■ WHAT IS ASKED:
Copy out all the data, word for word.

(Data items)
━━━━━━━━━━━━━━━━

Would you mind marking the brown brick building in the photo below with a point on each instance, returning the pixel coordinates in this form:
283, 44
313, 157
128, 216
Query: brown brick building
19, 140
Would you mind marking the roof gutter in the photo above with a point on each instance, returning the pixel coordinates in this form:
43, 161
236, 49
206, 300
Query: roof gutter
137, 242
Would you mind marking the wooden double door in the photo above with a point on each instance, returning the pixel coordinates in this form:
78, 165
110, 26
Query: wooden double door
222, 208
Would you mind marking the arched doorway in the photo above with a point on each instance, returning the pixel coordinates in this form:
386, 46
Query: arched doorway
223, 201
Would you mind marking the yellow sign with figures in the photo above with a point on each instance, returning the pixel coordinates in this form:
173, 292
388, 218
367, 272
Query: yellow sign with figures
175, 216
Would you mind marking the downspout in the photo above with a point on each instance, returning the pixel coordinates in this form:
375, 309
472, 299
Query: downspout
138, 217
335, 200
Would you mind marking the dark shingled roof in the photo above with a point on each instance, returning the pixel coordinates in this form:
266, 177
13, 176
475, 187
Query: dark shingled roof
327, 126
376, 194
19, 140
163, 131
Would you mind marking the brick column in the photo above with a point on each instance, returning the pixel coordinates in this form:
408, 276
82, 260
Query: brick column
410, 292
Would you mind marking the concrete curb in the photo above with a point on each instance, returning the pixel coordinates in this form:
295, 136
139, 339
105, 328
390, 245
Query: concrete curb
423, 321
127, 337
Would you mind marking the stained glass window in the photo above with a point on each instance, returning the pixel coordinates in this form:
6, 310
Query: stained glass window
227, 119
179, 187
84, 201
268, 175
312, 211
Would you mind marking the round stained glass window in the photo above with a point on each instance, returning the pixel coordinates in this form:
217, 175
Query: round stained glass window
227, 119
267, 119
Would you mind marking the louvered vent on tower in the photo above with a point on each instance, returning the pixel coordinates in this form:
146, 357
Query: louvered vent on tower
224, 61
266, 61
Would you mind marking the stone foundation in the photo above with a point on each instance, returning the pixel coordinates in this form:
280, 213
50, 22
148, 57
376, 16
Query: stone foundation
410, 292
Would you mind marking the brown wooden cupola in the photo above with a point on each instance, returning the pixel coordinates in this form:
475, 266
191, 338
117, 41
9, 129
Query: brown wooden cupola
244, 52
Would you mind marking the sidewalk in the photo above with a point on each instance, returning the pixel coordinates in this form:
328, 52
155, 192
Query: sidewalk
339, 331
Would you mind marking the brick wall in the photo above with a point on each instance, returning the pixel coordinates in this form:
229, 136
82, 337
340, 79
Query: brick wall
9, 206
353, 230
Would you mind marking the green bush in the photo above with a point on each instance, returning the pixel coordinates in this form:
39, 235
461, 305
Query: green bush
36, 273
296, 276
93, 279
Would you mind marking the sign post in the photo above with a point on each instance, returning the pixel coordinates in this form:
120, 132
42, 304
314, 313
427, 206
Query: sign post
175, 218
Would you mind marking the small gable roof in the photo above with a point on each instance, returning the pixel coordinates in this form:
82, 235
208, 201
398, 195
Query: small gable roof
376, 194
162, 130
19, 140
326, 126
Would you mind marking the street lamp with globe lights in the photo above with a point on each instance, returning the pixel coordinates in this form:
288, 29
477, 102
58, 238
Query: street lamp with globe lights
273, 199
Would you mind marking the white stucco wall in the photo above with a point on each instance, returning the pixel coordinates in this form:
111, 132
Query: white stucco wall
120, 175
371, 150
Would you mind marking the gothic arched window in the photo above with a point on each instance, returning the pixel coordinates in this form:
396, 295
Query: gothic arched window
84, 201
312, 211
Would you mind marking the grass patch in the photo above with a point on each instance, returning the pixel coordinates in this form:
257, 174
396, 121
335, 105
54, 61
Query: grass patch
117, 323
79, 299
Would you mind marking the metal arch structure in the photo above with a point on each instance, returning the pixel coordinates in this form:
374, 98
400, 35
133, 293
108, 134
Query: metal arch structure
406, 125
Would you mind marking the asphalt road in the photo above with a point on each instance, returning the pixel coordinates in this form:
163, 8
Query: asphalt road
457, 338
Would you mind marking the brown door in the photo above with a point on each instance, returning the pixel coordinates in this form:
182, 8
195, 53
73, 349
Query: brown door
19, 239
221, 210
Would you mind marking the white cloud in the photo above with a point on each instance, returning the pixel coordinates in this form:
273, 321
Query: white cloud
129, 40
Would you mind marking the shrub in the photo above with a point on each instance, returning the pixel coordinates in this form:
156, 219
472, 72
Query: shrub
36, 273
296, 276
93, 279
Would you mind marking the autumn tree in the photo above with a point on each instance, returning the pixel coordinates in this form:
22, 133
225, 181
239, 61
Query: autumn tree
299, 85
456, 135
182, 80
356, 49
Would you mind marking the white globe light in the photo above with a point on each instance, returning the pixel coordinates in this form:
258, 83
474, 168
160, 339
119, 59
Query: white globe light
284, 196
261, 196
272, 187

━━━━━━━━━━━━━━━━

■ RESPONSE TO THIS TASK:
Would you mind marking the brown brick building in the photo below with a point on each instance, returning the pixel coordinates in this form:
283, 44
313, 157
128, 216
Query: brown brick building
19, 140
Would you mind marking the roof gutter in the photo above with a point on each instance, returning the pixel coordinates in this form:
43, 161
236, 49
206, 300
Query: roof gutter
137, 242
Would you mind marking the wooden double door in the photo above with a point on each instance, returning the pixel coordinates in this form:
78, 165
110, 26
Query: wooden double door
222, 208
Would you mind marking the arched doorway in the photo above with a point on each instance, returning the pixel coordinates in this form:
386, 46
Query: arched doorway
223, 201
Would you mind marking the yellow sign with figures in the photo above with a point on each instance, returning the pixel coordinates in this form:
173, 292
388, 218
367, 272
Query: yellow sign with figures
175, 216
Would you mind marking the downspout in the photo above with a point on each instance, returning the pixel coordinates in this form:
375, 309
472, 299
Query: downspout
138, 217
335, 200
Would you mind marking the dark shingled roof in the photo above with a point on each instance, returning the pixel coordinates in this form:
266, 177
13, 176
475, 187
Query: dark shingled roof
327, 126
376, 194
19, 140
163, 131
Would you mind marking the brick column in the photo above with a point on each instance, returning the pixel coordinates in this form:
408, 276
82, 260
Query: brick column
410, 292
Would you mind marking the concrete curb in the photo above with a point on each instance, returning the pixel coordinates in this form:
295, 136
139, 339
105, 328
390, 245
Query: concrete curb
423, 321
127, 337
Would you mind marking the stained glass window in the photo above with a point on each instance, returning the pixel coordinates in this form:
6, 310
Query: stained glass window
227, 119
179, 187
84, 201
268, 175
312, 211
Would you mind marking the round stained glass window in the photo above with a point on each instance, returning the pixel coordinates in this form:
217, 175
Query: round stained glass window
227, 119
267, 119
Would you mind marking the louvered vent on tower in the photo above with a point on each instance, returning the pixel coordinates in this form:
146, 357
Query: louvered vent on tower
224, 61
266, 61
Would you mind marking the stone foundation in the photo above with a point on each instance, returning the pixel coordinates in this form:
280, 213
50, 22
148, 57
376, 16
Query: stone foundation
410, 292
Would you mind marking the brown wooden cupola in the photo above with a point on each instance, returning the pixel coordinates in this form:
475, 266
191, 338
117, 41
9, 129
Query: brown wooden cupola
244, 52
Would you mind marking the sidewalk in the photo above with a point on each instance, returning the pixel coordinates in this form:
328, 52
155, 192
Query: sidewalk
339, 331
Would you mind marking the brick wall in the photo above with a point on each instance, returning the pixel coordinates in this form:
229, 136
82, 337
340, 79
Query: brick wall
9, 206
353, 230
Would you mind marking the green bush in the photo above with a point on each instance, returning the pixel coordinates in this form:
39, 235
461, 305
Query: green bush
36, 273
296, 276
93, 279
Would you mind marking the sign post in the photo above with a point on each instance, returning the pixel coordinates in this form:
120, 132
42, 304
314, 313
427, 206
Query: sign post
175, 218
Would you mind marking the small gable roof in the photo above with a point on each instance, returning the pixel coordinates in this form:
82, 235
208, 201
398, 195
Query: small gable roof
376, 194
162, 130
19, 140
326, 126
Would you mind marking the street lamp with globe lights in the photo above with a point on each instance, returning the pixel coordinates in this form:
288, 29
477, 102
58, 238
Query: street lamp with globe lights
273, 199
Would you mind marking the white stucco wall in the photo above with a point on each instance, returning the pixel coordinates in this form:
111, 132
Query: white stucco wall
120, 175
371, 150
Would you mind marking the gothic arched window in the photo above with a point on each instance, returning the pixel coordinates in this form:
396, 295
Query: gothic arched window
84, 201
312, 211
Would you mind marking the grass patch in the photo above with a point on each instance, returning the pixel coordinates in this form:
257, 174
396, 121
335, 105
54, 61
Query: grass patch
117, 323
79, 299
Would you mind marking the metal arch structure in the photo above with a point on each instance, returning the pixel coordinates in this form:
374, 98
400, 35
133, 293
108, 134
Query: metal arch structure
406, 125
Would you mind marking the asphalt road in the photo above with a point on each instance, returning the pixel coordinates in this form:
163, 8
Query: asphalt road
457, 338
Would you mind marking the brown door in the photo above with a point on each instance, returning the pixel coordinates in this form:
182, 8
195, 53
73, 349
Query: brown door
19, 239
221, 210
Would you mind marking the white cloud in the photo above with a point on each instance, returning the pixel coordinates in this form:
273, 321
Query: white cloud
129, 40
Would you mind marking the shrub in the photo above with a point on each instance, returning the pixel coordinates in this form:
156, 219
472, 72
Query: shrub
36, 273
296, 276
93, 279
Would you mind marking the autumn tree in the photo above with a point on each instance, returning the pixel coordinates in this form:
22, 133
225, 181
239, 61
Query: autumn tree
299, 85
456, 135
182, 80
356, 49
Would you mind marking the white globe light in the photo above with a point on each instance, returning the pixel coordinates in this form:
258, 83
474, 168
160, 339
119, 59
Query: white globe light
284, 196
261, 196
272, 187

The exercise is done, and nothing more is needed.